> Задание 1:
Как в отрывке о Малкове и Охватове зовут командира полка?
> Задание 2:
Оформите строки записей как таблицу Markdown со столбцами «№» и «Строка». Возьмите их с самого начала записей по строку с «[[813, 194], [1083, 147], [326, 150], [647, 195]]» включительно, пустые строки пропустите.

> Фрагмент текста:
┌────────
Мы так много говорили о Малкове потому, что самому ему не довелось в жизни выговориться, вскоре он погибнет и навсегда сойдет со страниц романа, этот удивительный парень, сумевший, еще не понюхав пороха, уже нажить боевой опыт. Да, на таких все и держалось в самые страшные первые месяцы войны, однако перелома в ходе такой войны можно было добиться лишь тогда, когда не только отдельные личности, а каждый честный человек, преодолев в себе многое, смог уверенно чувствовать себя в бою. И автор вовсе не намеревался противопоставлять Малкова и Охватова, он их сопоставлял, и в этом сопоставлении наиболее полно не только раскрылись характеры конкретных героев, но и разные «варианты» становления людей того поколения, которое принесло себя в жертву искупления всех в совокупности грехов, которыми обременило себя человечество к сороковым годам истекающего столетия.

Но вот от боя к бою что-то прочнеет в Охватове, не сразу, постепенно появляется уверенность в себе, потом она перейдет в чувство собственного превосходства над немцем, и порой станет появляться сопутствующий этому чувству азарт – азарт сражения. Во время того боя, когда Малков погибнет, уничтожив немецкий танк, командир полка Заварухин увидит такую картину:

«Не успел Заварухин додумать свою мысль, как в проломе, через который только что в сад ушли танки, из дыма и пыли появился боец. Он, чтобы не попасть под снаряд танков, быстро упал под стену и уже с земли увидел бегущих немцев. Перед лицом неминуемой смерти он мог еще броситься обратно в пролом, но боец вдруг поднялся, широко расставил ноги, из такого же куцего, как у немцев, автомата ударил по прогалине. По тому, как рухнули немцы, тяжело и неловко, можно было заключить, что боец метко сразил их. Он стрелял уже по брошенным на землю и распластанным – пули, взбивая землю, плясали вокруг них… Боец без опаски, спорым усталым шагом шел по прогалине, и командир полка, старый служака, позавидовал ему, позавидовал его хозяйской неторопливости, с которой он шел к лежавшим на траве немцам».

Как обрадовался бы сейчас Малков, будь он жив и находись он здесь, рядом с командиром полка Заварухиным, – ведь этим бойцом, так хладнокровно уложившим немцев, был его друг, «философ» Колька Охватов, пока еще даже не знавший, что завороженный от всех пуль Петька Малков, который так помог ему «сжаться в кулак» и стать вот таким, каким он теперь был, лежит мертвый совсем неподалеку, совершив свой последний подвиг. А ведь прошло… Нет, в пересчете на фронтовой календарь прошло немало времени, и теперь Охватов умел управлять собой в любой обстановке, а потом он постигнет еще более сложное искусство – управлять другими. И солдатский опыт стоил немало. Так, командир полка Заварухин, увидев, как побежали немцы, обрадуется и от этой великой радости лихо выматерится. «В тон командиру так же изысканно выругался и один из связных со странной фамилией Недокур; Заварухин поглядел в злые, приподнятые к вискам глаза солдата и крикнул:

– Как ты смеешь!

– А что они отпустили их.
└────────
> Исходные данные:
┌────────
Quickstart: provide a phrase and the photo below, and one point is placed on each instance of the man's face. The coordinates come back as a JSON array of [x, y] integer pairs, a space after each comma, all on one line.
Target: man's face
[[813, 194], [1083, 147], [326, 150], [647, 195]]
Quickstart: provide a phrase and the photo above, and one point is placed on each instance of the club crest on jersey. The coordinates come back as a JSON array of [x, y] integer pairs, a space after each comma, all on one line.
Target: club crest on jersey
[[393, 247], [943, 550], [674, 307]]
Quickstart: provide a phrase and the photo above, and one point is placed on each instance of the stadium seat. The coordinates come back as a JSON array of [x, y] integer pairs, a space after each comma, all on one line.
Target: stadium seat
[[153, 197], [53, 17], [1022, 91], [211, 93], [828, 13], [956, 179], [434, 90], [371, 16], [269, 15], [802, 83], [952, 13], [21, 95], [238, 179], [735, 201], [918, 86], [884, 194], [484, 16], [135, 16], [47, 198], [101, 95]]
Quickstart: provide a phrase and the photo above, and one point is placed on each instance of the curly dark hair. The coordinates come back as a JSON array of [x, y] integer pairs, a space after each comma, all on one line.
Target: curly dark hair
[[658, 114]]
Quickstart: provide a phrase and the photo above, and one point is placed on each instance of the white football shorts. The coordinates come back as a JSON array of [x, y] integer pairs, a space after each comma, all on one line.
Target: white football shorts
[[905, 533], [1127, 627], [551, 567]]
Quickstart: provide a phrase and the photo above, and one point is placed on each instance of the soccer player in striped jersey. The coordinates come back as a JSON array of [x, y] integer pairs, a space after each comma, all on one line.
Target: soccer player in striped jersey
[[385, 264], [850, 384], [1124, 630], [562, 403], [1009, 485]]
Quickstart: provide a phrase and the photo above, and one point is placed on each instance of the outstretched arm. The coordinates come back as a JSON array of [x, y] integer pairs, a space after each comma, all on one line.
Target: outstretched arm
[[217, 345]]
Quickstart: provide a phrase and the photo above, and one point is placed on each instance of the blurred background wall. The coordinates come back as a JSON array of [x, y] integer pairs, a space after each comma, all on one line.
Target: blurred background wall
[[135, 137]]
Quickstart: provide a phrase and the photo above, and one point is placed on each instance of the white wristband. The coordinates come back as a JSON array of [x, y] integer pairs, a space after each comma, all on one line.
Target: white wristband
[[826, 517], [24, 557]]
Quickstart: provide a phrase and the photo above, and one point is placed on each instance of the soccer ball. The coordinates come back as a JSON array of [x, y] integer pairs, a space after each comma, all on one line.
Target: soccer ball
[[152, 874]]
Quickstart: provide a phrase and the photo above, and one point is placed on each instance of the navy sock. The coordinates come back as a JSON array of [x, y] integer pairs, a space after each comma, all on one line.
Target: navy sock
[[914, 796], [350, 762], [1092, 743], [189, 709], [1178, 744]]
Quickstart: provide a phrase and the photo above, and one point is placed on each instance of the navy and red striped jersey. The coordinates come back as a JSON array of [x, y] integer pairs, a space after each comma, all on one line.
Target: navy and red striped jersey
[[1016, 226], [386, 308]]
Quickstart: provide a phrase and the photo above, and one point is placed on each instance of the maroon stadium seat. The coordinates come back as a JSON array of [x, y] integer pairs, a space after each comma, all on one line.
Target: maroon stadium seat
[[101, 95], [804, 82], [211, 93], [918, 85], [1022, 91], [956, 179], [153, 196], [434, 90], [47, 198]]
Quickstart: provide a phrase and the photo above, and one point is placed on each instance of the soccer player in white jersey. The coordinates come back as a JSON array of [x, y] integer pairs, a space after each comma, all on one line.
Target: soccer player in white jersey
└────────
> Ответ 1:
Командира полка зовут Заварухин.

> Ответ 2:
| № | Строка |
|---|---|
| 1 | Quickstart: provide a phrase and the photo below, and one point is placed on each instance of the man's face. The coordinates come back as a JSON array of [x, y] integer pairs, a space after each comma, all on one line. |
| 2 | Target: man's face |
| 3 | [[813, 194], [1083, 147], [326, 150], [647, 195]] |